____ Dokumentauszug

Schön war's!   Die Location für den Tour-Ausklang war auch sehr gut von _blacksurf_ gewählt.    Freu' mich schon auf's nächste Mal.   

Riddick


----------



## Coffee (31. Oktober 2005)

frisch aus der dusche   bin ich auch wieder heile da. es war ja sowas von GEIIIIIIIL. freu mich auf die foddos  

coffee


----------



## blacksurf (31. Oktober 2005)

Hier die ersten Fotos 
klick
http://www.mtb-news.de/forum/showpost.php?p=2249158&postcount=10903

mehr morgen - bin jetzt müde aber es war erste Sahne


----------



## blacksurf (1. November 2005)

blacksurf schrieb:
			
		

> Hier die ersten Fotos
> klick
> http://www.mtb-news.de/forum/showpost.php?p=2249158&postcount=10903
> 
> mehr morgen - bin jetzt müde aber es war erste Sahne




so ..
der Rest wie gewohnt hier:
http://www.blacksurf.de/Helloween05/


----------



## Hörn-Rider (1. November 2005)

blacksurf schrieb:
			
		

> so ..

________

◆ Ihre Aufgabe
Schreiben Sie aus dem Dokumentauszug oben den Abschnitt zwischen „frisch aus der“ und „blacksurf (31. Oktober 2005)“, beide eingeschlossen, wortgetreu ab.

____ Angezeigte Daten

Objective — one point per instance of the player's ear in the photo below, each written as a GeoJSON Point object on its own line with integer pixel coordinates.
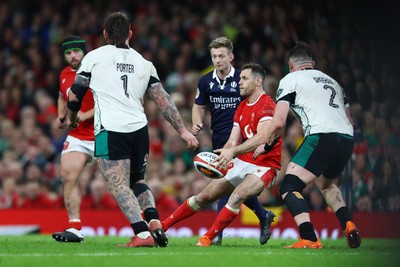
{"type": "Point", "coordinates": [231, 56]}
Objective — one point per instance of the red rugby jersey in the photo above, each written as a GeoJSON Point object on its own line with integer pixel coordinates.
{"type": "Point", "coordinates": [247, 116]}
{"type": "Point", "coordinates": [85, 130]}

________
____ Angezeigte Daten

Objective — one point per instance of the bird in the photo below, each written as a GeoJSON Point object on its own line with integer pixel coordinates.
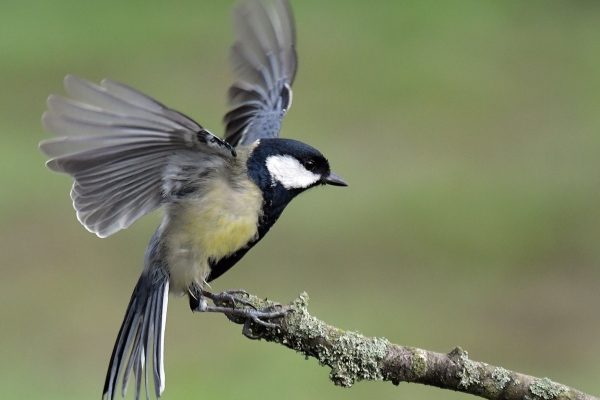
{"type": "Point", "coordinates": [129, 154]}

________

◆ Ergebnis der Übung
frisch aus der dusche   bin ich auch wieder heile da. es war ja sowas von GEIIIIIIIL. freu mich auf die foddos  

coffee


----------



## blacksurf (31. Oktober 2005)